[DOCUMENTO DE ORIGEM]:
═══

As consequências legais do incêndio em Santa Maria

04/02/2013. Enviado por

O MeuAdvogado entrevistou o Dr. Arlei Quevedo, especialista em ações indenizatórias e direito criminal, atuante na região de Santa Maria - RS. Ele abordou as responsabilidades, o processo de indenização e o papel do estado, em relação ao incêndio.

Desde a madrugada de domingo, 27/01, o incêndio na boate Kiss, em Santa Maria – RS, já deixou 237 mortos, e outras 97 pessoas continuam internadas, 35 em estado grave. A tragédia é o terceiro maior desastre em casas noturnas do mundo, e o segundo incêndio mais mortal do Brasil.

O delegado responsável pelo inquérito listou quatro irregularidades na boate: uma única saída (legislação estadual determina no mínimo duas), a superlotação da casa, o revestimento (espuma inflável como isolante acústico, vetado por lei municipal) e o uso de sinalizadores impróprios para locais fechados (o que requer autorização especial). Além disso, sabe-se também que houve falhas na iluminação de emergência e nos extintores, e que a boate estava com o alvará vencido desde agosto do ano passado.
Considerando que o pedido de prisão preventiva do dono da boate, seu sócio, e dois integrantes da banda já foram expedidos, o MeuAdvogado entrevistou o Dr. Arlei Quevedo, especialista em ações indenizatórias e direito criminal, para esclarecer os procedimentos legais cabíveis no episódio.


1. Legalmente, quem pode ser responsabilizado pelo incêndio na boate Kiss?

Evidentemente, os sócios formais e os membros do grupo que proporcionaram o espetáculo. Além desses, todo aquele que, de qualquer modo, tenha contribuído para o evento danoso, entre eles, os gerentes e administradores e, ainda, eventuais “proprietários de fato”, sendo que estes, para aqueles casos em que se usa uma pessoa ou mais para ficar à frente das formalidades legais, popularmente conhecidas como “laranja”.

Além desses, as pessoas com investidura pública que teriam autorizado o funcionamento, ou o espetáculo de forma isolada, sem as cautelas e seguranças de praxe. Do mesmo modo, o Poder Público pode ser responsabilizado, caso haja comprovação que a Boate Kiss recebeu o alvará de autorização de funcionamento sem cumprir com as exigências legais. Tal responsabilização é necessária, em face da possível inexistência de patrimônio suficiente, dos proprietários da Boate Kiss e dos demais responsáveis, para saldar as possíveis indenizações que os familiares buscarão, sendo que a responsabilização do ente público pode ser com base na omissão – no caso dos documentos formais estarem corretos e não houve fiscalização – ou por conduta ilícita dos agentes públicos – no caso de terem liberado o funcionamento sem o cumprimento das exigências legais.

═══

[REQUISITOS]:
1. Transcreva fielmente o trecho do texto sobre o incêndio em Santa Maria que vai de "Além desses, as" até "das exigências legais.".
2. Responda às perguntas abaixo com base no texto sobre o incêndio em Santa Maria.
(a) Quantos mortos o incêndio na boate Kiss já havia deixado?
(b) Desde quando o alvará da boate estava vencido?
(c) Como são popularmente conhecidas as pessoas usadas para ficar à frente das formalidades legais?
Baseie-se somente no texto sobre o incêndio em Santa Maria.

[TRECHO DO MATERIAL]:
═══

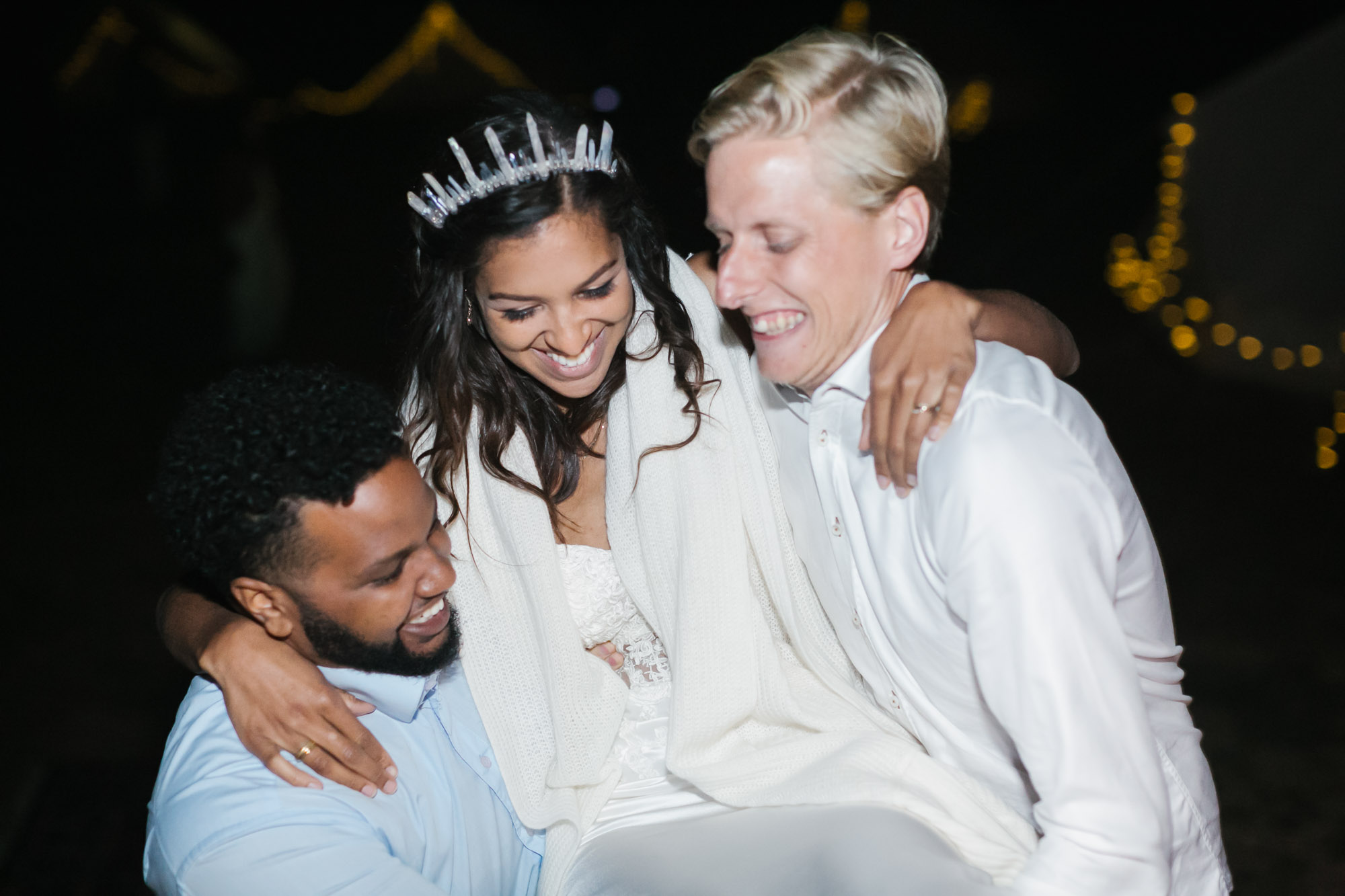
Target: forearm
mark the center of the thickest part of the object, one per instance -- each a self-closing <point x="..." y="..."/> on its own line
<point x="189" y="623"/>
<point x="1017" y="321"/>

═══

[TAREFAS RESOLVIDAS]:
1.
Além desses, as pessoas com investidura pública que teriam autorizado o funcionamento, ou o espetáculo de forma isolada, sem as cautelas e seguranças de praxe. Do mesmo modo, o Poder Público pode ser responsabilizado, caso haja comprovação que a Boate Kiss recebeu o alvará de autorização de funcionamento sem cumprir com as exigências legais. Tal responsabilização é necessária, em face da possível inexistência de patrimônio suficiente, dos proprietários da Boate Kiss e dos demais responsáveis, para saldar as possíveis indenizações que os familiares buscarão, sendo que a responsabilização do ente público pode ser com base na omissão – no caso dos documentos formais estarem corretos e não houve fiscalização – ou por conduta ilícita dos agentes públicos – no caso de terem liberado o funcionamento sem o cumprimento das exigências legais.

2.
(a) 237 mortos.
(b) Desde agosto do ano passado.
(c) "Laranja".